• _Set task_
Only the lines from the one containing "Q: Find one point on every instance of the shoe" to the end of the records should be written out, exactly and with both ends included; pictures are excluded.

• _Excerpted records_
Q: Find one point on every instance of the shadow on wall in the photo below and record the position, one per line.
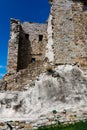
(24, 51)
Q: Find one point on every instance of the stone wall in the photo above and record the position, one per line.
(13, 46)
(27, 45)
(69, 32)
(38, 39)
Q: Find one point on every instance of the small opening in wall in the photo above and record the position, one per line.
(33, 60)
(27, 36)
(40, 37)
(85, 5)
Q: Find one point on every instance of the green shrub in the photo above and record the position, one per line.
(76, 126)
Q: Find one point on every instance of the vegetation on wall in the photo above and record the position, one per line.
(76, 126)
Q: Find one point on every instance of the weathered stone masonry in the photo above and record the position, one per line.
(63, 40)
(69, 25)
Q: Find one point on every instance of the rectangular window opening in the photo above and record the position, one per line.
(40, 37)
(33, 60)
(27, 36)
(85, 5)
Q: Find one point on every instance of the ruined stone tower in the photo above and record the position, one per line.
(62, 40)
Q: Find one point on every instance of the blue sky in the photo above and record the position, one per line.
(25, 10)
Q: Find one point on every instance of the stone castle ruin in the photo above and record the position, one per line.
(46, 80)
(62, 40)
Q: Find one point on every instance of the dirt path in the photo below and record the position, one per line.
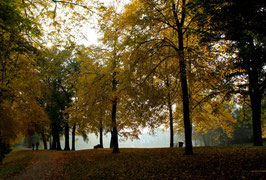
(44, 165)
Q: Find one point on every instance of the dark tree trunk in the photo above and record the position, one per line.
(67, 148)
(101, 137)
(44, 142)
(73, 137)
(53, 139)
(58, 144)
(115, 133)
(111, 141)
(183, 78)
(179, 22)
(171, 121)
(256, 98)
(50, 142)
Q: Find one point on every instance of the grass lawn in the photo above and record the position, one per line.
(207, 162)
(161, 163)
(15, 162)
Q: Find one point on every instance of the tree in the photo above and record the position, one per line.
(20, 87)
(242, 23)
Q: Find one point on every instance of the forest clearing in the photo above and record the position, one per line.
(154, 163)
(124, 70)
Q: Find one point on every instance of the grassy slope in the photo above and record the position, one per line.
(163, 163)
(15, 162)
(208, 162)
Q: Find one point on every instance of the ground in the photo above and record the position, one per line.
(161, 163)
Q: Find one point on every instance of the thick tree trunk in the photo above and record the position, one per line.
(115, 133)
(183, 79)
(53, 147)
(73, 137)
(111, 141)
(67, 148)
(171, 121)
(58, 144)
(44, 142)
(256, 98)
(101, 137)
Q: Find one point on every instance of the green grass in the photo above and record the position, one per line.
(165, 163)
(14, 162)
(152, 163)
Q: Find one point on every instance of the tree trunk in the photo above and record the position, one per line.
(53, 147)
(183, 79)
(67, 148)
(44, 142)
(101, 137)
(115, 133)
(111, 141)
(58, 144)
(256, 98)
(171, 121)
(73, 137)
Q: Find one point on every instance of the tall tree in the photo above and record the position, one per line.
(242, 23)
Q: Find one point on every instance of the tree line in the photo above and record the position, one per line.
(184, 65)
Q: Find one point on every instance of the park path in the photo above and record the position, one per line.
(43, 165)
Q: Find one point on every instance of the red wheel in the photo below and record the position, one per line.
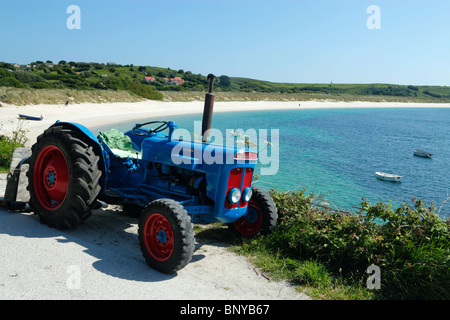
(51, 177)
(166, 237)
(261, 216)
(158, 237)
(63, 178)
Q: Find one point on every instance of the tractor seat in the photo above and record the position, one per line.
(119, 144)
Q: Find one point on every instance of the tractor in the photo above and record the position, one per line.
(72, 172)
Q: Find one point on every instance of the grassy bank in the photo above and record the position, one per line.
(22, 96)
(27, 96)
(327, 253)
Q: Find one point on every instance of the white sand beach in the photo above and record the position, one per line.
(103, 114)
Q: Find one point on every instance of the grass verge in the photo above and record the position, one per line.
(327, 253)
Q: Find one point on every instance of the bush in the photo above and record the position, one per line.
(9, 144)
(410, 244)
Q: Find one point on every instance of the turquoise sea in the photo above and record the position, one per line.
(335, 152)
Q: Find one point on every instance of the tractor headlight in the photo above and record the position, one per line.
(247, 194)
(234, 195)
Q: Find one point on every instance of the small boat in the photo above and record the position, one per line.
(25, 117)
(388, 176)
(421, 153)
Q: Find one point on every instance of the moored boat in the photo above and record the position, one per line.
(388, 176)
(421, 153)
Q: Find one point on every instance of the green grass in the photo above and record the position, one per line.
(98, 77)
(326, 253)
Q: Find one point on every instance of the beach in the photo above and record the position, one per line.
(103, 114)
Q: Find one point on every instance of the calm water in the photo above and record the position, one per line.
(336, 152)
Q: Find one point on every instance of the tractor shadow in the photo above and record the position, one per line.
(108, 235)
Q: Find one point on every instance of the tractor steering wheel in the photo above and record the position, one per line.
(144, 132)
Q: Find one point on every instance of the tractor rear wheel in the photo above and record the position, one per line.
(63, 178)
(261, 216)
(166, 236)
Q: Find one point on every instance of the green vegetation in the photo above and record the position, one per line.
(149, 82)
(327, 253)
(8, 144)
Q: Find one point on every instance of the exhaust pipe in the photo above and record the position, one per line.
(208, 109)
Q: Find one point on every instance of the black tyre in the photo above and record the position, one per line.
(166, 237)
(63, 178)
(261, 217)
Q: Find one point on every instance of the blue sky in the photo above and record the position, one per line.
(303, 41)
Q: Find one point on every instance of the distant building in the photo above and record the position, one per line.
(176, 81)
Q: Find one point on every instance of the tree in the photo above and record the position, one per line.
(224, 81)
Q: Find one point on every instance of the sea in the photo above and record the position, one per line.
(334, 153)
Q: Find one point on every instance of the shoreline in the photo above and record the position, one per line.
(94, 115)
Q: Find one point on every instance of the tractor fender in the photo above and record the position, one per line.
(96, 146)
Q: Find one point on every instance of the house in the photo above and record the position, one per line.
(176, 81)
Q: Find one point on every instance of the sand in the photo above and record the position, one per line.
(98, 115)
(105, 248)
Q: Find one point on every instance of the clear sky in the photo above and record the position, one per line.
(303, 41)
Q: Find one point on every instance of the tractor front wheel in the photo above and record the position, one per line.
(261, 216)
(166, 236)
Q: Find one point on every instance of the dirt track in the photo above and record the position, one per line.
(101, 260)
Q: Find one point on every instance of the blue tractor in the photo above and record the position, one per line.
(72, 171)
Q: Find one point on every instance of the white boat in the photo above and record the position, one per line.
(421, 153)
(388, 176)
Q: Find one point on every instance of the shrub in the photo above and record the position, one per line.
(9, 143)
(410, 244)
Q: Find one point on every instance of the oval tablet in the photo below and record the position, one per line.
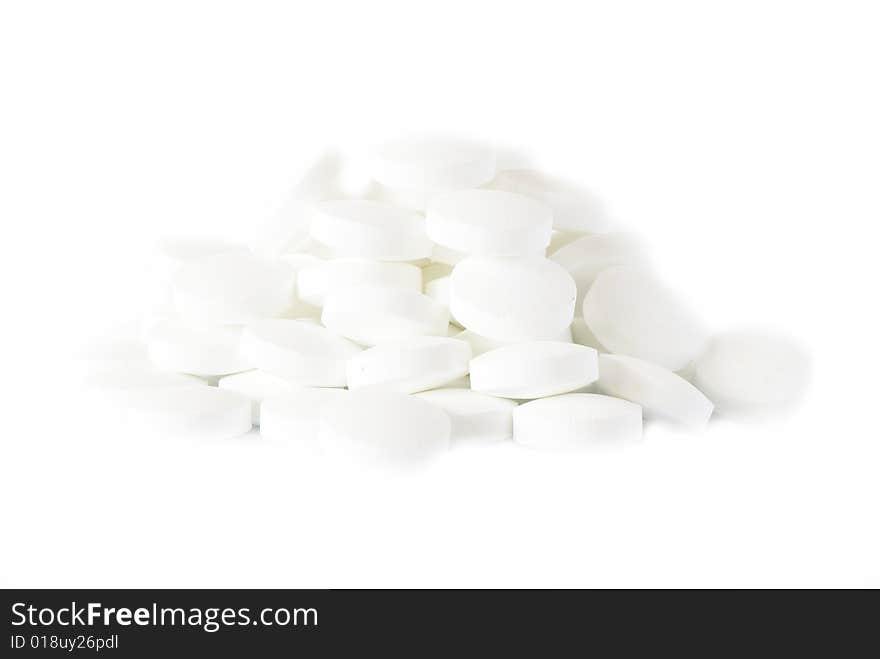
(370, 230)
(203, 350)
(581, 334)
(410, 365)
(480, 344)
(288, 228)
(751, 373)
(534, 369)
(431, 163)
(295, 416)
(630, 313)
(199, 412)
(384, 426)
(256, 386)
(123, 383)
(301, 352)
(587, 256)
(373, 314)
(315, 282)
(573, 421)
(512, 299)
(476, 418)
(574, 208)
(489, 222)
(659, 391)
(233, 288)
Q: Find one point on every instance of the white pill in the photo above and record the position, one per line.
(303, 353)
(126, 382)
(430, 163)
(512, 299)
(573, 421)
(233, 288)
(370, 230)
(384, 426)
(371, 314)
(438, 290)
(574, 208)
(751, 373)
(295, 416)
(410, 365)
(315, 282)
(587, 256)
(256, 386)
(197, 412)
(534, 369)
(287, 229)
(199, 350)
(476, 418)
(175, 252)
(489, 222)
(480, 344)
(560, 239)
(582, 335)
(631, 313)
(446, 256)
(434, 271)
(659, 391)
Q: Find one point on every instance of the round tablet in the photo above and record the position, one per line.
(434, 271)
(587, 256)
(197, 412)
(384, 426)
(123, 382)
(489, 222)
(373, 314)
(200, 350)
(301, 352)
(288, 228)
(172, 253)
(534, 369)
(659, 391)
(438, 290)
(582, 335)
(370, 230)
(233, 288)
(574, 208)
(573, 421)
(256, 386)
(476, 418)
(512, 299)
(751, 373)
(631, 313)
(316, 281)
(480, 344)
(410, 365)
(431, 163)
(445, 256)
(295, 416)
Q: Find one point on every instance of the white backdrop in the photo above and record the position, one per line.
(740, 139)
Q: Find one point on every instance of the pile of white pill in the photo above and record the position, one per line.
(447, 302)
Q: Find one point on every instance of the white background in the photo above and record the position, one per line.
(740, 138)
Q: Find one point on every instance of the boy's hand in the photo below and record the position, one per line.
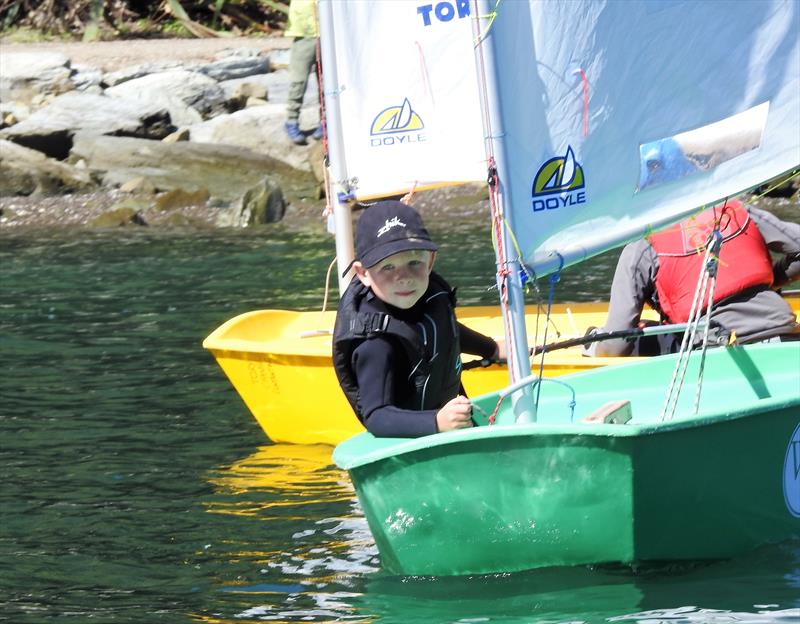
(454, 415)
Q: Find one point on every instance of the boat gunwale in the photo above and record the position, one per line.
(393, 447)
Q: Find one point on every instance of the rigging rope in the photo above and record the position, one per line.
(704, 292)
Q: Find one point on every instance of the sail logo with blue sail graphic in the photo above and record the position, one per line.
(791, 474)
(559, 183)
(397, 125)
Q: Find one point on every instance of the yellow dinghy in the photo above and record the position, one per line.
(279, 361)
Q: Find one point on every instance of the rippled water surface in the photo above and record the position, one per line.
(136, 487)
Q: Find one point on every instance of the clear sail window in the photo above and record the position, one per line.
(701, 149)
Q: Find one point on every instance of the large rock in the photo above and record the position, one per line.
(226, 171)
(25, 171)
(132, 72)
(177, 91)
(260, 129)
(260, 204)
(233, 67)
(51, 129)
(24, 75)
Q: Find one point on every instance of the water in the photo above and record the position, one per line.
(136, 487)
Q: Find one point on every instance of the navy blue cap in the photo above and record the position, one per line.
(389, 227)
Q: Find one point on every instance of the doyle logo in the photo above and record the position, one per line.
(397, 125)
(443, 11)
(558, 183)
(390, 223)
(791, 474)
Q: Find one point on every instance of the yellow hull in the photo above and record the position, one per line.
(279, 361)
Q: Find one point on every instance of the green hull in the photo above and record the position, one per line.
(560, 492)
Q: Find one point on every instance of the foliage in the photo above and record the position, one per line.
(107, 19)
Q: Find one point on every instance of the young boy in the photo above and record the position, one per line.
(396, 344)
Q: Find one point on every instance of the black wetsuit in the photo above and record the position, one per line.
(381, 375)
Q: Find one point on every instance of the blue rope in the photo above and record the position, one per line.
(571, 404)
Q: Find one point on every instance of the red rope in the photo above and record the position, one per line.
(585, 103)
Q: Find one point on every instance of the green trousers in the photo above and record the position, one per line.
(302, 61)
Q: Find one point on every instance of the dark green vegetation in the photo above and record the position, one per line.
(112, 19)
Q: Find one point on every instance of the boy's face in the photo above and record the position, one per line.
(399, 280)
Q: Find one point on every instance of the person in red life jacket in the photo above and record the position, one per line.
(396, 342)
(663, 270)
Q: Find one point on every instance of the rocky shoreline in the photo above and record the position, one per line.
(189, 134)
(173, 133)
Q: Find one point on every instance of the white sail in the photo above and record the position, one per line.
(408, 114)
(656, 108)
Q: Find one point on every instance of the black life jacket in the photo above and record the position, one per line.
(431, 346)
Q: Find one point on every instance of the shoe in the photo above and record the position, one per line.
(294, 134)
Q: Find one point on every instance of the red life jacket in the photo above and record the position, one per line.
(744, 259)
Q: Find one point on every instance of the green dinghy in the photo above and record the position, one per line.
(509, 497)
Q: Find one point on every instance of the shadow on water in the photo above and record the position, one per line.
(330, 569)
(135, 489)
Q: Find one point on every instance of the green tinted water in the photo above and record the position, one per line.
(136, 487)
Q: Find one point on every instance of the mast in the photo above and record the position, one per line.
(342, 214)
(509, 267)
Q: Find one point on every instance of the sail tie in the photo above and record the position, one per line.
(554, 279)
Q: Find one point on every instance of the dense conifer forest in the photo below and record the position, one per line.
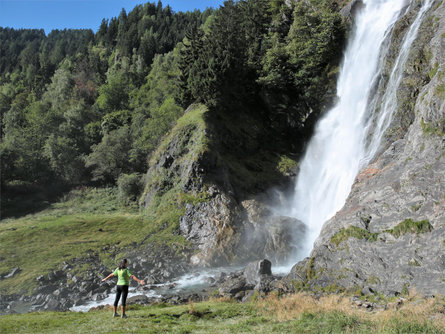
(85, 108)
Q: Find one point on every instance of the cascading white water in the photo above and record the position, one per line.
(340, 147)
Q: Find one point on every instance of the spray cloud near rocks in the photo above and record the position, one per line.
(349, 135)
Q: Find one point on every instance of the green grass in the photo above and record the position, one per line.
(355, 232)
(205, 317)
(88, 221)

• _Output_
Q: Find one point on every instance of the shoe in the photo above and record the position, one per line.
(294, 134)
Q: Find one point on every instance of the red life jacket in the photo above and record the position, one per line.
(744, 259)
Q: Find one point on every instance of the green dinghy in the photo above and record the position, one per line.
(509, 497)
Q: Find one point on every instance of the shadow on water in the photo above and record the position, one per line.
(330, 569)
(135, 489)
Q: Find one point on every instance of the green tinted water in the photo above and record the position, one per line.
(136, 487)
Q: Find one point on every instance of the mast in the photo above and record the position, one per line.
(342, 214)
(509, 267)
Q: Find one point on every instance of the sail tie in the photo above and record the position, one per line.
(554, 279)
Q: Find one point on every instance of the dense conifer forest in the photo below and record the position, one per line.
(85, 108)
Q: Find one point on every instance of the cascading white water in the photo above and record the position, one per line.
(340, 147)
Q: Find one point on every instance of the spray cloud near rocks in the photo above and record the position, one per line.
(349, 135)
Q: Find one point on every instance of the green grass in the photo above and record the position, one per line.
(355, 232)
(205, 317)
(88, 221)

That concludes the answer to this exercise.